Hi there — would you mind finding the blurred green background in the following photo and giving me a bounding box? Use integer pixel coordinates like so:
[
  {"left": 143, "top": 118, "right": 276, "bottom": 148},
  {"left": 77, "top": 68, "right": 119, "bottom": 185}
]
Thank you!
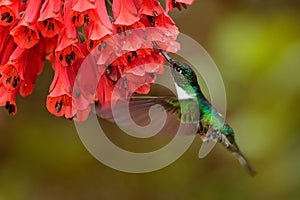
[{"left": 1, "top": 0, "right": 300, "bottom": 199}]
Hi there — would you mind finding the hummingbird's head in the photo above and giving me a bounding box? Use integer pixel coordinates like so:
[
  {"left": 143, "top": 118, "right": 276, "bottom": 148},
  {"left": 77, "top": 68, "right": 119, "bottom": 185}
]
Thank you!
[
  {"left": 169, "top": 60, "right": 199, "bottom": 90},
  {"left": 157, "top": 49, "right": 199, "bottom": 91}
]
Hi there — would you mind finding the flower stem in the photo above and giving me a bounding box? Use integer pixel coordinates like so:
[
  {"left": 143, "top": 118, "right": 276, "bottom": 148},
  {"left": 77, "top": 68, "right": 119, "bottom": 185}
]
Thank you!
[{"left": 77, "top": 26, "right": 88, "bottom": 43}]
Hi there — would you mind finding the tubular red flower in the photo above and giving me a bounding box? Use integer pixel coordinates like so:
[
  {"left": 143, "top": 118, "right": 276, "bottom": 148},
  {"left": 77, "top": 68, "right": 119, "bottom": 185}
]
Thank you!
[
  {"left": 95, "top": 0, "right": 112, "bottom": 29},
  {"left": 70, "top": 0, "right": 99, "bottom": 26},
  {"left": 109, "top": 65, "right": 155, "bottom": 101},
  {"left": 86, "top": 0, "right": 113, "bottom": 51},
  {"left": 135, "top": 0, "right": 179, "bottom": 49},
  {"left": 140, "top": 12, "right": 179, "bottom": 47},
  {"left": 0, "top": 0, "right": 19, "bottom": 26},
  {"left": 47, "top": 60, "right": 91, "bottom": 121},
  {"left": 113, "top": 0, "right": 140, "bottom": 26},
  {"left": 55, "top": 31, "right": 84, "bottom": 66},
  {"left": 166, "top": 0, "right": 194, "bottom": 12},
  {"left": 37, "top": 0, "right": 64, "bottom": 38},
  {"left": 10, "top": 0, "right": 43, "bottom": 49},
  {"left": 0, "top": 38, "right": 16, "bottom": 66},
  {"left": 1, "top": 41, "right": 46, "bottom": 97},
  {"left": 96, "top": 69, "right": 120, "bottom": 111},
  {"left": 0, "top": 83, "right": 18, "bottom": 114},
  {"left": 55, "top": 0, "right": 84, "bottom": 66},
  {"left": 137, "top": 0, "right": 166, "bottom": 28},
  {"left": 47, "top": 62, "right": 73, "bottom": 118},
  {"left": 95, "top": 37, "right": 120, "bottom": 66},
  {"left": 139, "top": 0, "right": 164, "bottom": 17},
  {"left": 0, "top": 29, "right": 19, "bottom": 114},
  {"left": 19, "top": 43, "right": 46, "bottom": 96},
  {"left": 0, "top": 23, "right": 17, "bottom": 66},
  {"left": 87, "top": 21, "right": 112, "bottom": 52},
  {"left": 138, "top": 14, "right": 180, "bottom": 53},
  {"left": 62, "top": 0, "right": 78, "bottom": 39},
  {"left": 144, "top": 11, "right": 177, "bottom": 32},
  {"left": 0, "top": 63, "right": 20, "bottom": 91},
  {"left": 128, "top": 49, "right": 165, "bottom": 73},
  {"left": 112, "top": 22, "right": 145, "bottom": 51}
]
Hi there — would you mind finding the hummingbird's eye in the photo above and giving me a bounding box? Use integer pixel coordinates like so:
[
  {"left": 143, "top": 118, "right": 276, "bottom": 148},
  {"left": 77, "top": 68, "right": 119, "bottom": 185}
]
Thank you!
[{"left": 175, "top": 66, "right": 183, "bottom": 74}]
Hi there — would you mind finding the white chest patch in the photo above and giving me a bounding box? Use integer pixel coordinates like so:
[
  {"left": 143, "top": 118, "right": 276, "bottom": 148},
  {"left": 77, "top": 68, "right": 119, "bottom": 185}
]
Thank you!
[{"left": 174, "top": 83, "right": 195, "bottom": 100}]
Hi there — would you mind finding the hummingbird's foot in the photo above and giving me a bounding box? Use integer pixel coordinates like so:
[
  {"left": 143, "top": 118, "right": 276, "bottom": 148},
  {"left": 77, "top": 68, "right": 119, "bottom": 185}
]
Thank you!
[{"left": 200, "top": 135, "right": 208, "bottom": 143}]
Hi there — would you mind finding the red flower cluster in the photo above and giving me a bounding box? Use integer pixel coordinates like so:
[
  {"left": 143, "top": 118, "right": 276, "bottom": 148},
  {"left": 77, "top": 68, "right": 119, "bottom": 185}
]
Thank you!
[{"left": 0, "top": 0, "right": 193, "bottom": 121}]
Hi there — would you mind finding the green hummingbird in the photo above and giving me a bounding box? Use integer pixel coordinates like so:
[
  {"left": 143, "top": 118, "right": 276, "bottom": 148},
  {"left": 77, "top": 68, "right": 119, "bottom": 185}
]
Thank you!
[{"left": 155, "top": 49, "right": 256, "bottom": 176}]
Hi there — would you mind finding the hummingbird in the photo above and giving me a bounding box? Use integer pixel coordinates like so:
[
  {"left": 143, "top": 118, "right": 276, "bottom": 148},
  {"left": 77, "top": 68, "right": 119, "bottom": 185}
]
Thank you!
[{"left": 154, "top": 48, "right": 256, "bottom": 176}]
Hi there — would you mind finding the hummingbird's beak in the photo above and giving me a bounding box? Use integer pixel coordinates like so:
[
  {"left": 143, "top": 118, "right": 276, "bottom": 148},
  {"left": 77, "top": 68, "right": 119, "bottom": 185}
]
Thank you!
[
  {"left": 159, "top": 49, "right": 173, "bottom": 64},
  {"left": 152, "top": 41, "right": 173, "bottom": 64}
]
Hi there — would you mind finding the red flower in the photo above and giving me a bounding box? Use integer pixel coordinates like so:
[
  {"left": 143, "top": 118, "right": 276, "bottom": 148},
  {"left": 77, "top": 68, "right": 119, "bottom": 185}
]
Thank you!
[
  {"left": 55, "top": 31, "right": 84, "bottom": 66},
  {"left": 137, "top": 0, "right": 179, "bottom": 50},
  {"left": 96, "top": 67, "right": 119, "bottom": 110},
  {"left": 70, "top": 0, "right": 99, "bottom": 26},
  {"left": 112, "top": 21, "right": 145, "bottom": 51},
  {"left": 113, "top": 0, "right": 140, "bottom": 26},
  {"left": 139, "top": 0, "right": 164, "bottom": 17},
  {"left": 118, "top": 60, "right": 158, "bottom": 95},
  {"left": 47, "top": 61, "right": 73, "bottom": 117},
  {"left": 46, "top": 60, "right": 91, "bottom": 121},
  {"left": 0, "top": 83, "right": 18, "bottom": 114},
  {"left": 166, "top": 0, "right": 194, "bottom": 12},
  {"left": 0, "top": 61, "right": 21, "bottom": 91},
  {"left": 0, "top": 0, "right": 20, "bottom": 26},
  {"left": 0, "top": 21, "right": 18, "bottom": 114},
  {"left": 10, "top": 0, "right": 43, "bottom": 49},
  {"left": 87, "top": 21, "right": 112, "bottom": 52},
  {"left": 95, "top": 0, "right": 112, "bottom": 29},
  {"left": 0, "top": 24, "right": 17, "bottom": 66},
  {"left": 151, "top": 12, "right": 178, "bottom": 38},
  {"left": 37, "top": 0, "right": 64, "bottom": 38},
  {"left": 55, "top": 0, "right": 83, "bottom": 66},
  {"left": 1, "top": 41, "right": 45, "bottom": 97},
  {"left": 86, "top": 0, "right": 113, "bottom": 52}
]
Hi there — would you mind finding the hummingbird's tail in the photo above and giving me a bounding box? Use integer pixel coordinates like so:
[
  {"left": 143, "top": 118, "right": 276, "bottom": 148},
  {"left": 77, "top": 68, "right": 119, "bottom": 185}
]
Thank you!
[
  {"left": 232, "top": 147, "right": 257, "bottom": 177},
  {"left": 222, "top": 134, "right": 256, "bottom": 176}
]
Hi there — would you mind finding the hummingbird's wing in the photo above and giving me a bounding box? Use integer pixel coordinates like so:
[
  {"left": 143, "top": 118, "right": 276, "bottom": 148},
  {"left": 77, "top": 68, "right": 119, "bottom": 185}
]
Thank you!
[{"left": 97, "top": 96, "right": 199, "bottom": 137}]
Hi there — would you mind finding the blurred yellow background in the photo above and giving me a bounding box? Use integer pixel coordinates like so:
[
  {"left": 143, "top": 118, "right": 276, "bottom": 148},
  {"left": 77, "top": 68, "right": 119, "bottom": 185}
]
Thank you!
[{"left": 1, "top": 0, "right": 300, "bottom": 199}]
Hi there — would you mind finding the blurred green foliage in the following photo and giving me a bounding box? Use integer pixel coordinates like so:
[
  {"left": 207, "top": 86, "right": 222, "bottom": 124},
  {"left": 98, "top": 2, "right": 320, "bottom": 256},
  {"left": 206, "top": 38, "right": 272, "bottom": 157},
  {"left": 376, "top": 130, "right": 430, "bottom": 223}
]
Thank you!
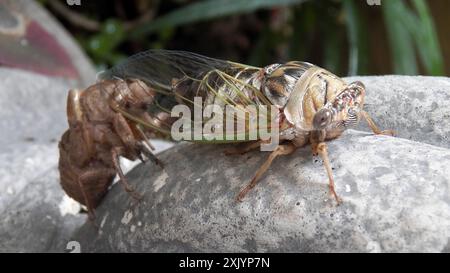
[
  {"left": 383, "top": 0, "right": 443, "bottom": 75},
  {"left": 44, "top": 0, "right": 445, "bottom": 76},
  {"left": 86, "top": 20, "right": 127, "bottom": 66}
]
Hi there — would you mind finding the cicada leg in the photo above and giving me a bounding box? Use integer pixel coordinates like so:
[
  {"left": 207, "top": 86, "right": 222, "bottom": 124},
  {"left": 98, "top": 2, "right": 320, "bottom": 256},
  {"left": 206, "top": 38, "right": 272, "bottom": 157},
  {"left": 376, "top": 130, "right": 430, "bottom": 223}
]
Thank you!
[
  {"left": 312, "top": 142, "right": 342, "bottom": 204},
  {"left": 77, "top": 167, "right": 117, "bottom": 221},
  {"left": 236, "top": 143, "right": 297, "bottom": 202},
  {"left": 136, "top": 126, "right": 164, "bottom": 168},
  {"left": 111, "top": 147, "right": 143, "bottom": 201},
  {"left": 136, "top": 142, "right": 165, "bottom": 168},
  {"left": 113, "top": 112, "right": 163, "bottom": 168},
  {"left": 361, "top": 111, "right": 395, "bottom": 136}
]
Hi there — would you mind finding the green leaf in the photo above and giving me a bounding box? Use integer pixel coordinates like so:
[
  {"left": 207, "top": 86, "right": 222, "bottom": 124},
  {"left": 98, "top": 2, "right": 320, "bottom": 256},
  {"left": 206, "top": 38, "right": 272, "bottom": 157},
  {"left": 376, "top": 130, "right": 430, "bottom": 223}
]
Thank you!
[
  {"left": 130, "top": 0, "right": 308, "bottom": 38},
  {"left": 323, "top": 23, "right": 341, "bottom": 75},
  {"left": 87, "top": 19, "right": 125, "bottom": 65},
  {"left": 382, "top": 0, "right": 444, "bottom": 76},
  {"left": 382, "top": 0, "right": 418, "bottom": 75},
  {"left": 342, "top": 0, "right": 368, "bottom": 76},
  {"left": 409, "top": 0, "right": 444, "bottom": 75},
  {"left": 289, "top": 4, "right": 315, "bottom": 63}
]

→ Task description
What lines above contain the string "green"? Copy all of them.

→ Output for this task
Hi there — would you mind finding the blurred green background in the following photo and giving me a bounding box? Use integer pixel coordinates like so:
Hi there — would you mind finding the green hummingbird in the photo above and giving me a bounding box? Use integer pixel coordinates like so:
Hi there — would you mind finding the blurred green foliage in the following photo and giving me a bounding box? Use integer pixel coordinates like so:
Hi there — would you mind finding the green leaf in the photo above and giving me a bounding box? Use integer pixel coordinates like so:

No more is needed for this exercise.